- EXCERPT PROVIDED
========================================================================
What Is the Fundamental Theorem of Algebra?

The mathematical theory regarding complex numbers culminates in the fundamental theorem of algebra. As the name suggests, the fundamental theorem of algebra is an important pillar of mathematics. The reason for this is that the theorem guarantees that all algebraic equations with complex coefficients have solutions. An algebraic equation is an equation in the form $f (x) = g (x)$ , where $f (x)$ and $g (x)$ are polynomials.

Rule

The Fundamental Theorem of Algebra

Let $f_{n} (z)$ be a complex polynomial

c_{n} z^{n} + c_{n - 1} z^{n - 1} + \dots + c_{1} z + c_{0}

of degree $n$ with coefficients $c_{n}, c_{n - 1}, \dots, c_{1}, c_{0} \in ℂ$ . Then there exist complex numbers $r_{1}, r_{2}, \dots, r_{n} \in ℂ$ such that

f_{n} (z) = c_{n} (z - r_{1}) \dots (z - r_{n}) .
========================================================================
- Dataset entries
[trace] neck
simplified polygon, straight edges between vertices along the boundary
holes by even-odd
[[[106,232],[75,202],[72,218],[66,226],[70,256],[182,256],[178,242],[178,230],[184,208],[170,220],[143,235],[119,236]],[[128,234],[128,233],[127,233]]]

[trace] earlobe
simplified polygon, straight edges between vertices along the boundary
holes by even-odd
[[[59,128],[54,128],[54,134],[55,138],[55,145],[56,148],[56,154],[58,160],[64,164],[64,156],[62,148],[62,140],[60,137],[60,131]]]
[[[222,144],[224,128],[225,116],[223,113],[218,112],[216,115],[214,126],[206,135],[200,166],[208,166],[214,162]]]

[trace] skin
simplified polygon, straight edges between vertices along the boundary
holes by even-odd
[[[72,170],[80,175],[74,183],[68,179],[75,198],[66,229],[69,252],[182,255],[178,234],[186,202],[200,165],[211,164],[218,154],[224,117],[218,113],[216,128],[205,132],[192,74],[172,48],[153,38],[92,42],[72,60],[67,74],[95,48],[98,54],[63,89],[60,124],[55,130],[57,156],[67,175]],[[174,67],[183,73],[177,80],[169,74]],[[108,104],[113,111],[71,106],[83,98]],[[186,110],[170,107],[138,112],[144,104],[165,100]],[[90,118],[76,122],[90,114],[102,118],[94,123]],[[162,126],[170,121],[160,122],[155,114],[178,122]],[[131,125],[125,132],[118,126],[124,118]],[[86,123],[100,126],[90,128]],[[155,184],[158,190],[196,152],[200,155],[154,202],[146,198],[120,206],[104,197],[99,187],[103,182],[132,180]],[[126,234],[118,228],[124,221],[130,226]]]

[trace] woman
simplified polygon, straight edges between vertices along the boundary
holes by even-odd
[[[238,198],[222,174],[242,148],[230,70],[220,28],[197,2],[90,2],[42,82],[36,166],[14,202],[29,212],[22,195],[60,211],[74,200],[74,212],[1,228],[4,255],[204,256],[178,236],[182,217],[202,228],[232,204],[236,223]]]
========================================================================
- SET OF TASKS
1: Answer these from the page on the fundamental theorem of algebra:
(a) What does the theorem guarantee about algebraic equations with complex coefficients?
(b) What form does an algebraic equation take, according to the page?
(c) For a complex polynomial of degree $n$, how many complex numbers $r$ does the theorem say exist?
2: Extend the page on the fundamental theorem of algebra, starting right after its last line.
None of this involves the records.

- EXPECTED RESPONSES
1:
(a) All of them have solutions.
(b) $f (x) = g (x)$, where $f (x)$ and $g (x)$ are polynomials.
(c) $n$ of them, written $r_{1}, r_{2}, \dots, r_{n}$.

2:
f_{n} (z) = c_{n} (z - r_{1}) (z - r_{2}) \dots (z - r_{n}) .

The fundamental theorem of algebra states that $f_{n} (z)$ has $n$ uniquely determined zeros $r_{1}, r_{2}, \dots r_{n} \in ℂ$ . The zeros of $f_{n} (z)$ are also called the roots of $f_{n} (z)$ . This meaning of the word “root” is not to be confused with $n$ th roots of a complex number. Even though $f_{n} (z)$ has $n$ uniquely determined roots, that doesn’t mean that all the zeros of $f_{n} (z)$ are unique.

The roots of $f_{n} (z)$ that appear more than once have a multiplicity greater than 1. The multiplicity of a root $n$ is a measure of how many times $(z - r)$ can be factored out of $f_{n} (z)$ . Thus, the correct interpretation of the fundamental theorem of algebra is that $f_{n} (z)$ has $n$ different roots counted with multiplicity. The fundamental theorem of algebra ensures that all polynomials of degree $n$ can be factorized into $n$ linear complex factors.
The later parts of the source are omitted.